__Brano scelto__:
○ ○ ○ ○

L’emergenza legata al Covid dura da tempo ed è probabilmente destinata a durare nel tempo. C’è quindi da chiedersi se sia appropriato parlare di “emergenza” e, di conseguenza, se sia giusto comprimere diritti costituzionalmente garantiti, come la libertà personale, in base a ragioni di carattere sanitario e di sicurezza definite “straordinarie”. Insomma, per alcuni la pandemia non è un motivo abbastanza solido per giustificare le restrizioni alle nostre libertà. In questo quadro, il coprifuoco risulterebbe una misura illegittima, che viola le libertà - costituzionalmente garantite - di circolazione e personali. In sostanza, secondo alcuni giuristi, “i limiti della libertà di circolazione attengono a luoghi specifici il cui accesso può essere precluso, perché ad esempio pericolosi; quando invece il divieto di spostamento non riguarda i luoghi, ma le persone allora la limitazione si configura come vera e propria limitazione della libertà personale” e quindi una violazione dell’articolo 13, che prevede che la libertà personale sia inviolabile. Altri giuristi, invece, la ritengono una misura che può rientrare nella trattazione dell’articolo 16 della Carta, che adduce a “sanità e sicurezza” le ragioni per le deroghe alla libertà di circolazione dei cittadini. Un tribunale, però, si è già pronunciato. Il giudice Dario De Luca, del foro di Reggio Emilia, si è appellato proprio all’articolo 13 per stabilire la non legittimità di tutti i Dpcm emanati per contenere la pandemia e le limitazioni agli spostamenti “in essi contenuti”. Secondo il magistrato, infatti, “sicuramente nella giurisprudenza è indiscusso che l’obbligo di permanenza domiciliare costituisca una misura restrittiva della libertà personale”. Una illegittimità che, secondo il giudice, si applica per corollario anche ai decreti legge, come quelli emanati dal governo Draghi. Senza contare che le restrizioni, come il coprifuoco, sono più un tentativo disperato e draconiano di tamponare una falla che dovrebbe essere invece bloccata da un piano vaccinazioni adeguato. Come accaduto in altri Paesi.

○ ○ ○ ○

(Dati per la localizzazione di oggetti tramite linguaggio naturale)

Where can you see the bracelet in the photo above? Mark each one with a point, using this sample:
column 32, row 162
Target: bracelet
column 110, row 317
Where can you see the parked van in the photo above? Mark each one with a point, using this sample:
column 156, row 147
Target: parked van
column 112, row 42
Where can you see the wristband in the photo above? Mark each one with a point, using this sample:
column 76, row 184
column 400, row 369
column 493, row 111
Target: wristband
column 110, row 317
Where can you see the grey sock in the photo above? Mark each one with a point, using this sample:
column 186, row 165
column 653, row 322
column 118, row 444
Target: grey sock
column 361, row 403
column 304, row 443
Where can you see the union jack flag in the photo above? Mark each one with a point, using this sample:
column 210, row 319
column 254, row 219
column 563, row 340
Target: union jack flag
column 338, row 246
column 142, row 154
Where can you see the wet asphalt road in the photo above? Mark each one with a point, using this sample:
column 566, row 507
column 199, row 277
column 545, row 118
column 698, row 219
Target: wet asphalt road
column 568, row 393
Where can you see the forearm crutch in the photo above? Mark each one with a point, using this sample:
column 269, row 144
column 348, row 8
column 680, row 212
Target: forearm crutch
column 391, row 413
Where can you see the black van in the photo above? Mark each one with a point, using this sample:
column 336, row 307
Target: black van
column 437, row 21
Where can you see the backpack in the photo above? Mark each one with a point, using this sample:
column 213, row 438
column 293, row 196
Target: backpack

○ ○ ○ ○

__Istruzioni di lavoro__: Stabilite se ciascuna affermazione concorda con il brano sul coprifuoco, rispondendo sì o no e riportando tra virgolette le parole decisive del brano. 1. L'articolo 13 prevede che la libertà personale sia inviolabile. 2. Il giudice Dario De Luca appartiene al foro di Milano. 3. Alcuni giuristi ritengono che il coprifuoco possa rientrare nella trattazione dell'articolo 16 della Carta. Per rispondere ci si basa soltanto sul brano.

__Risposta__:
1. Sì: «l’articolo 13, che prevede che la libertà personale sia inviolabile».
2. No: «Il giudice Dario De Luca, del foro di Reggio Emilia».
3. Sì: «Altri giuristi, invece, la ritengono una misura che può rientrare nella trattazione dell’articolo 16 della Carta».